[Supplied passage Boundary: Start]
The code has bent meaningfully only once, and the cause was long overdue. In 2023, after years of players describing the particular dread of competing in white while menstruating, the club rewrote the rule to permit dark undershorts beneath the whites. Billie Jean King had pressed for the change for years; Coco Gauff said flatly that it would lift a real source of stress; Heather Watson admitted she had once timed her birth control to the draw. It was a rare case of the club listening to the people who actually wear the uniform, and it changed nothing a spectator could see.
For all its severity—or perhaps because of it—the white rule has worked as an improbable incubator for the fashion industry. Suzanne Lenglen scandalized the lawns around 1920 in Jean Patou‘s pleated skirt and bandeau, bare-armed and daringly short, the first time couture and competitive tennis ever shared a court. René Lacoste stitched a crocodile onto his shirt and built an entire house on the motif. Fred Perry took three consecutive Championships in the mid-1930s and spun the club’s own laurel into a logo that outlived his playing days by half a century. Since 2006, Ralph Lauren has dressed the umpires, line judges and ball boys (the first designer in the tournament’s history to hold the contract); Lauren reportedly wanted the officials in white and was overruled on the grounds that they would upstage the players. And the most cherished looks of the modern game all worked within the cage rather than against it—Roger Federer‘s cream cable-knit cardigan in 2008, its buttons hand-turned to mark five straight titles, and the gold-embroidered blazer of 2009, the wardrobe of a man dressing for a coronation he fully intended to award himself.
[Supplied passage Boundary: End]
**Tasks:**
(A) Translate this sentence from the dress-code passage into Spanish: "It was a rare case of the club listening to the people who actually wear the uniform, and it changed nothing a spectator could see."
(B) Reproduce the part of the dress-code passage that opens with the words containing "The code has" and closes with "spectator could see.".
The listing that follows isn't needed for any of this work.
[Supplied records Boundary: Start]
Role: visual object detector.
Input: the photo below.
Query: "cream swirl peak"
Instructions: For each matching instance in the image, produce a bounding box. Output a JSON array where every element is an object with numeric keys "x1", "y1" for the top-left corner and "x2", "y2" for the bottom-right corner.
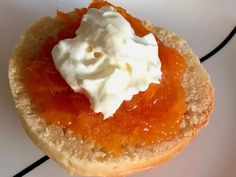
[{"x1": 52, "y1": 6, "x2": 162, "y2": 118}]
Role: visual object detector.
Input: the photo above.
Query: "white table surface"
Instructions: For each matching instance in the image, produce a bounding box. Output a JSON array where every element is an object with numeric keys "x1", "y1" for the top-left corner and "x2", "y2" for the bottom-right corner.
[{"x1": 0, "y1": 0, "x2": 236, "y2": 177}]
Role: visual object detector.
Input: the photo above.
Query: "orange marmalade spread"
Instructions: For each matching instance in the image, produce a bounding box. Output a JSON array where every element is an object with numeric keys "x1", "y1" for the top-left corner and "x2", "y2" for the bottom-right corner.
[{"x1": 24, "y1": 1, "x2": 186, "y2": 155}]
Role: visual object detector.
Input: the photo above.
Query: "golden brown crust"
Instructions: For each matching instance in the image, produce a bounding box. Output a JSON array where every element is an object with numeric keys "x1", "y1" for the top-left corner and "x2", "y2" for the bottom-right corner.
[{"x1": 9, "y1": 14, "x2": 214, "y2": 176}]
[Supplied records Boundary: End]
**Replies:**
(A) Fue un caso poco común en que el club escuchó a quienes realmente llevan el uniforme, y no cambió nada que un espectador pudiera ver.

(B)
The code has bent meaningfully only once, and the cause was long overdue. In 2023, after years of players describing the particular dread of competing in white while menstruating, the club rewrote the rule to permit dark undershorts beneath the whites. Billie Jean King had pressed for the change for years; Coco Gauff said flatly that it would lift a real source of stress; Heather Watson admitted she had once timed her birth control to the draw. It was a rare case of the club listening to the people who actually wear the uniform, and it changed nothing a spectator could see.